## TRAVAIL DEMANDÉ:
- a) Répondez brièvement à ces questions sur le texte sur Mai 68 :
(i) Quel site doit servir à faire connaître les initiatives du collectif ?
(ii) À quelles dates et dans quelle région les initiatives de débat seront-elles organisées ?
(iii) Quelles personnes le texte nomme-t-il aux côtés de Nicolas Sarkozy dans la « Sainte Alliance » ?
- b) Prolongez le texte sur Mai 68 à partir de sa dernière phrase.

## TEXTE PROPOSÉ:
════════
Un travail qui va se déployer en de multiples lieux et à différents moments. Le collectif qui s’est constitué sur la base de l’appel a pour ambition de faire connaître ces initiatives, d’aider à ce que jouent entre elles des synergies, en particulier via le site www.mai-68.fr. Dans la période
du 13 au 24 mai, en région parisienne, une série d’initiatives, dans différents lieux, à plusieurs moments, pour débattre, échanger, confronter, vont être organisées : films, lectures, théâtre, expositions de photographies et de peintures…
D’ici mai, les idées vont fleurir. Échangeons-les, multiplions-les… Celles qui ont fait irruption en
Mai 68 méritent d’être rappelées et renouvelées, car il convient, pour cet anniversaire, de les transmettre. Le contexte politique et idéologique nous en fait un devoir.
Un appel international
« Mai 68, ce n’est toujours qu’un début… »
« Un spectre hante les tenants de l’ordre établi : le spectre de Mai 68. Toutes les puissances du vieux monde se sont unies en une Sainte Alliance pour traquer ce spectre : Nicolas Sarkozy, Luc Ferry, Claude Allègre et consorts… Ne manque à l’appel aucun de celles et ceux qui n’ont comme seul horizon indépassable que le monde tel qu’il est, voire la fin de l’histoire.
« Pour la France bien-pensante, Mai 68 est responsable de tout. Nicolas Sarkozy n’a pas hésité à la faire frémir en agitant à nouveau le spectre. Il s’agit, selon lui, « de savoir si l’héritage de Mai 68 doit être perpétué ou s’il doit être liquidé une bonne fois pour toutes ». Dans cette liquidation, seraient visés non seulement les droits syndicaux, le Smic et le salaire socialisé, mais aussi les avancées obtenues, entre autres, par les luttes féministes.
════════
## DONNÉES ENREGISTRÉES:
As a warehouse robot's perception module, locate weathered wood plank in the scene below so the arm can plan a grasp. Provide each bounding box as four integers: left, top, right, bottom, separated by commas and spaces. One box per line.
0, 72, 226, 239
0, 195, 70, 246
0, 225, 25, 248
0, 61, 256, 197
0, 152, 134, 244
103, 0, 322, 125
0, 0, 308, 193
════════
## CORRIGÉ DES EXERCICES:
- a)
(i) Le site www.mai-68.fr.
(ii) Du 13 au 24 mai, en région parisienne.
(iii) Luc Ferry et Claude Allègre.

- b)
« Tel un ludion, le spectre de Mai 68 sort du placard tous les dix ans. C’est l’occasion des exorcismes et des oraisons funèbres, des enterrements de première classe et des cérémonies d’adieux, des célébrations compassées, des imprécations et des repentances de tous les ralliés.
« Il est grand temps de se réapproprier Mai 68, les réalités derrière les mythes, le Mai des prolétaires (de la grève générale et des occupations), le Mai de la commune étudiante, le Mai des murs qui prennent la parole, le Mai des barricades qui ferment la rue et ouvrent la voie, le Mai qui a pavé le chemin des libérations et des transformations sociales et sociétales arrachées au cours de la décennie suivante, le Mai qui a soufflé sur Berlin, Prague, Mexico ou Turin, soulevant l’espoir tout autant que la critique du monde réellement existant, des normes et des évidences.
« Ce qui est advenu n’était pas le seul possible. Des retours critiques collectifs et discordants permettront de retrouver le sable chaud sous les grèves et les espérances, à la lumière d’une formidable expérience dont les traces marquent encore notre temps.
« Des éditeurs, des revues, des journaux, des sites Internet, des librairies, des instituts, des fondations, des lieux et des espaces culturels tentent d’interpréter le monde pour transformer l’ordre des choses. Ils se sont réunis et proposent d’organiser ensemble, au printemps prochain, un « Mai 68, ce n’est pas qu’un début, c’est une actualité urgente ». C’est à cette fin qu’ils lancent cet appel, ici et au-delà des frontières. »
Paru dans Rouge no 2236 du 24 janvier 2008.